Selected excerpt START
We are confident that our interpretation of the term "commitment"
is consistent with federal policy relating to the possession of firearms
as contemplated in 18 U.S.C.A. § 922(g)(4). Given Midgett's proven
history of mental instability, he is undoubtedly in that class of persons
"who by reason of their status, Congress considered too dangerous to
possess guns." United States v. Dunford, 
148 F.3d 385
, 388-89 (4th
Cir. 1998).

Several of our sister circuits have reached similar conclusions in
interpreting the meaning of "committed" under section 922(g)(4). See
Chamberlain, 159 F.3d at 657
; 
Waters, 23 F.3d at 36
(defendant was
"committed" within the meaning of § 922(g)(4) even without formal
commitment process or judicial order); United States v. Whiton, 
48 F.3d 356
, 358 (8th Cir. 1995) (defendant was "committed" for pur-
poses of § 922(g)(4) where following an evidentiary hearing, a state
court judge found defendant to be mentally ill and orally ordered him
"committed" to the hospital for temporary mental health services).
Selected excerpt END
Given records START
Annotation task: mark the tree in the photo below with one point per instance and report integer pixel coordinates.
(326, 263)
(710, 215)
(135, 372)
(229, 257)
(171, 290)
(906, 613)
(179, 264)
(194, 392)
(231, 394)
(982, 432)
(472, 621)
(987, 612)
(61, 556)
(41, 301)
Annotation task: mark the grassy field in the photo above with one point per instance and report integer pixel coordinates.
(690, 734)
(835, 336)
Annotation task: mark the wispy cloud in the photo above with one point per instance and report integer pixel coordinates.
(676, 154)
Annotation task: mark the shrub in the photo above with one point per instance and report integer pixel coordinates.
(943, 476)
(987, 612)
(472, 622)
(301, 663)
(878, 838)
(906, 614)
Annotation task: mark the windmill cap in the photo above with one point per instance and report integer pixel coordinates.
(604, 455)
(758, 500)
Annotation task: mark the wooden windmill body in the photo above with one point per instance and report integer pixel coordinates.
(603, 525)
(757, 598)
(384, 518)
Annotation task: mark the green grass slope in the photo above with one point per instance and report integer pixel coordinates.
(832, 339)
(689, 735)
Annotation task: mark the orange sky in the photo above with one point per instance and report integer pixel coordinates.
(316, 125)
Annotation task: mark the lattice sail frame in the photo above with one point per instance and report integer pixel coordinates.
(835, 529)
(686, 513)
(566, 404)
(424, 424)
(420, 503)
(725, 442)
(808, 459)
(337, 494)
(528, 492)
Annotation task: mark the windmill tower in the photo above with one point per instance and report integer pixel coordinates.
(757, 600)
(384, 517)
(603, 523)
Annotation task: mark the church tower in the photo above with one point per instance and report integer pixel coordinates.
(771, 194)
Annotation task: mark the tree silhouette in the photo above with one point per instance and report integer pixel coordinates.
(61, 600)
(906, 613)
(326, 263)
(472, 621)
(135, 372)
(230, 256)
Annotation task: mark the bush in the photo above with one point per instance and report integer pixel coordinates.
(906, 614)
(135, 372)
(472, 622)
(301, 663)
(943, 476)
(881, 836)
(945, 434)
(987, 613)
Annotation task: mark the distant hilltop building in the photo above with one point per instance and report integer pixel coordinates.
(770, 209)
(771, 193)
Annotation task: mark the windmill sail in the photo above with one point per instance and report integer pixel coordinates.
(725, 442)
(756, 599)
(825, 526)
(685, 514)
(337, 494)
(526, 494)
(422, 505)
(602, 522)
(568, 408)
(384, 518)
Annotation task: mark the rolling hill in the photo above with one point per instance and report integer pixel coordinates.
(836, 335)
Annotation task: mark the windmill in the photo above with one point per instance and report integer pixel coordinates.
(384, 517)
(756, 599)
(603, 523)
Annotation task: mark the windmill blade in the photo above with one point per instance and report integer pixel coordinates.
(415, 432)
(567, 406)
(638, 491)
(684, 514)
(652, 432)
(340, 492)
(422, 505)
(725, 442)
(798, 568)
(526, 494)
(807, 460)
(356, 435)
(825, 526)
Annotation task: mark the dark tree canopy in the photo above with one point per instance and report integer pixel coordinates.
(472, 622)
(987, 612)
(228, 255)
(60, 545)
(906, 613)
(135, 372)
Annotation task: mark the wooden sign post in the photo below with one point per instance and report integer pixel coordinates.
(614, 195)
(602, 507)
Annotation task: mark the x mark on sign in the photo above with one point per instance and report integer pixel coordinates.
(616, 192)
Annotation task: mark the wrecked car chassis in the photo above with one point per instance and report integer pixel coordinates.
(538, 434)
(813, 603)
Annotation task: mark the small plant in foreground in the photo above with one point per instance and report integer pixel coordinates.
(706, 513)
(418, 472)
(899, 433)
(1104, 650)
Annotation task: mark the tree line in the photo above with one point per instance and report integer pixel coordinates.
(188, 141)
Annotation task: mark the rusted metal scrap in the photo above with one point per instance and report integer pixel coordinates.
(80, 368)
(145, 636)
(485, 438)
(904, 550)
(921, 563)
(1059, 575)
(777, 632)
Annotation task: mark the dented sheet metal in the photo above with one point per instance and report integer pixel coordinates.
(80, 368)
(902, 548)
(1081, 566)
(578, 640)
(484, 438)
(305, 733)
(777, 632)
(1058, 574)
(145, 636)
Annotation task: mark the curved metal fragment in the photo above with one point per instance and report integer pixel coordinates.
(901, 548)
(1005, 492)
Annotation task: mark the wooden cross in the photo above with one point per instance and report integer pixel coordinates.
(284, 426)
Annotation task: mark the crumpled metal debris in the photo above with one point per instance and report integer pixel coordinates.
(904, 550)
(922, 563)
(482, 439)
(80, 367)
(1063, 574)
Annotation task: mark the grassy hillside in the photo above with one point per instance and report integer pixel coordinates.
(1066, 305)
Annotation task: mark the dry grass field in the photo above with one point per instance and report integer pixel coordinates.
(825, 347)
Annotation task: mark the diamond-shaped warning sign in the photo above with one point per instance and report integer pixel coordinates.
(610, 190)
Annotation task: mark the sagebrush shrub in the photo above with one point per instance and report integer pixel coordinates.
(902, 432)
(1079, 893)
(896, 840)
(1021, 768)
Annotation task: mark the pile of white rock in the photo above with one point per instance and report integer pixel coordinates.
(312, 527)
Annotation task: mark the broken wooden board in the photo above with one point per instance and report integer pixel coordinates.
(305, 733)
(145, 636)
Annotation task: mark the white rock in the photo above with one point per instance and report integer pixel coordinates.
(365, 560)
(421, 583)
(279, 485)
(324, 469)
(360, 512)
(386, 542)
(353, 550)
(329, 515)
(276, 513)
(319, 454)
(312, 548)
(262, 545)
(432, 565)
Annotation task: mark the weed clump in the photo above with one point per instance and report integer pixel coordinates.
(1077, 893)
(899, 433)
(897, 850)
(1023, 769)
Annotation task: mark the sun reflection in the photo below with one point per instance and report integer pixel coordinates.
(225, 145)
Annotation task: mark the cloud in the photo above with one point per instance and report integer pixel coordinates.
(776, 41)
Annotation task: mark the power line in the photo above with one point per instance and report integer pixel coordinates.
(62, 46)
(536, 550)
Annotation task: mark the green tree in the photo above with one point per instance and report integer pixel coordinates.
Given records END
**Tasks to complete:**
1/ In the court opinion excerpt, what did the state court judge find and order in United States v. Whiton?
2/ Continue the court opinion excerpt on the meaning of "committed" under section 922(g)(4), picking up after its last sentence.

**Expected outputs:**
1/ The judge found the defendant to be mentally ill and orally ordered him "committed" to the hospital for temporary mental health services.

2/
For the foregoing reasons, we conclude Midgett was "committed"
to a mental institution as envisioned by 18 U.S.C.A.§ 922(g)(4).
Accordingly, the judgment of the district court is affirmed.

AFFIRMED
_________________________________________________________________

4 Congress itself used the term "commit" when contemplating hospital-
ization and treatment under circumstances such as these where, after a
hearing, a judge finds the defendant mentally ill and incompetent to stand
trial. See 18 U.S.C.A. § 4241(d) (West 1985).